Exercise prompt:
Copy out the lines from the one containing "Target: tree trunk" through the end of the entries, both included. Keep all wording unchanged, scale only the x and y coordinates in the answers by 0.35, and round each result to a whole number with halves going up. Leave the pictures out.

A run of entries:
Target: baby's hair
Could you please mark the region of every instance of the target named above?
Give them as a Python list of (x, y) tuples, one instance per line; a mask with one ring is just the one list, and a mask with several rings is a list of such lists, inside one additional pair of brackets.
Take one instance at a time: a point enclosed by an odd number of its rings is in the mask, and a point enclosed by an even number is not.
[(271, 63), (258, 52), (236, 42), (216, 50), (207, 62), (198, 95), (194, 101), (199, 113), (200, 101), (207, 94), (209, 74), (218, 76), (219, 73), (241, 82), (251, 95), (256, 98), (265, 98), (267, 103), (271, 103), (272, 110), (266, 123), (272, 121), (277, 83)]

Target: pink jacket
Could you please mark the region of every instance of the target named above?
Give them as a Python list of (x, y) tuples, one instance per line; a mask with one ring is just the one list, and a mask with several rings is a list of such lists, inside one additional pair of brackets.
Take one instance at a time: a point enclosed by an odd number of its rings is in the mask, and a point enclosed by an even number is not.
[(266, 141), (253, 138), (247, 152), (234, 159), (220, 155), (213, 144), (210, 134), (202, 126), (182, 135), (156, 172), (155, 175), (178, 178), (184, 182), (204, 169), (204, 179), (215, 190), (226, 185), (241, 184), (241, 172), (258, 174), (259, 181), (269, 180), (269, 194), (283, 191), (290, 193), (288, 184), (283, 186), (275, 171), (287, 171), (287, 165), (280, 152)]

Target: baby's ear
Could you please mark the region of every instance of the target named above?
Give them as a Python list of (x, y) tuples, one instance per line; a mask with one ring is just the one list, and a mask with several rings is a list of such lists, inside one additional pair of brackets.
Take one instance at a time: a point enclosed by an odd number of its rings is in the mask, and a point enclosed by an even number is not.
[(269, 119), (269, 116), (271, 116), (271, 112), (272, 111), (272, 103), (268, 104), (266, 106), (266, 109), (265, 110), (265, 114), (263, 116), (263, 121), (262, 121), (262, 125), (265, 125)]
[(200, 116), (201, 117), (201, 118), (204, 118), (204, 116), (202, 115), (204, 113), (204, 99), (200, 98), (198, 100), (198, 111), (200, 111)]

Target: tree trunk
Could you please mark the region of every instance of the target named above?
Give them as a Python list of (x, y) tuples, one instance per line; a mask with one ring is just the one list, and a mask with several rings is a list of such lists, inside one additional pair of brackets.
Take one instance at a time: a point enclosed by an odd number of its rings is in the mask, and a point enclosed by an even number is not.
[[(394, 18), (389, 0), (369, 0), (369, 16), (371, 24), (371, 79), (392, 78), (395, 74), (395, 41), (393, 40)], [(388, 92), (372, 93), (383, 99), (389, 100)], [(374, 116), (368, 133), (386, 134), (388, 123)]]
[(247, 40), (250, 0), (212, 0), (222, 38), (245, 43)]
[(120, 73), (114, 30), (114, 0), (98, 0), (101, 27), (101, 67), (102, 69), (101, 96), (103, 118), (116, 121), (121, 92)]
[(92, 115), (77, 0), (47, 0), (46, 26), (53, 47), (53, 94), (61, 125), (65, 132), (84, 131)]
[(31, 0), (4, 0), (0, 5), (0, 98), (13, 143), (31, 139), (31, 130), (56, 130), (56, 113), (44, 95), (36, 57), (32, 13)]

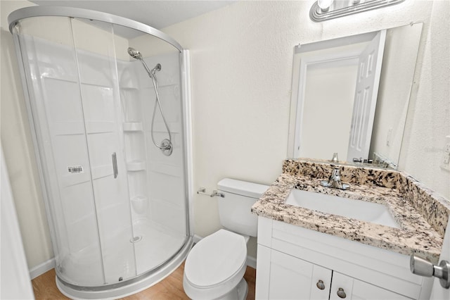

Written reply:
Target: tree trunk
Could you please mark the region of every instance of the target named above?
Give them as a Python list of (x, y) tuples, one instance per line; a mask with one ring is just the one list, and a mask with several rings is a list of such lists, inside one additional pair of brackets.
Take one instance at a time: a point enclosed by an odd number of its rings is in the mask, and a point enclosed by an even number is not.
[[(138, 6), (136, 0), (129, 0), (129, 6), (130, 8), (130, 28), (137, 27), (138, 26), (138, 14), (138, 14)], [(136, 32), (130, 33), (134, 35), (136, 35)], [(131, 41), (129, 47), (135, 47), (136, 43)]]
[(86, 14), (88, 0), (74, 0), (78, 13), (86, 15)]
[(42, 26), (40, 11), (40, 0), (34, 0), (35, 9), (35, 23), (36, 24), (35, 34), (36, 41), (41, 42), (42, 32)]
[(32, 40), (27, 0), (16, 0), (16, 9), (19, 16), (19, 33), (21, 44), (23, 46), (29, 46)]
[(11, 0), (1, 0), (0, 2), (0, 34), (5, 50), (11, 49), (11, 46), (20, 46), (20, 40), (15, 33), (13, 20), (11, 5)]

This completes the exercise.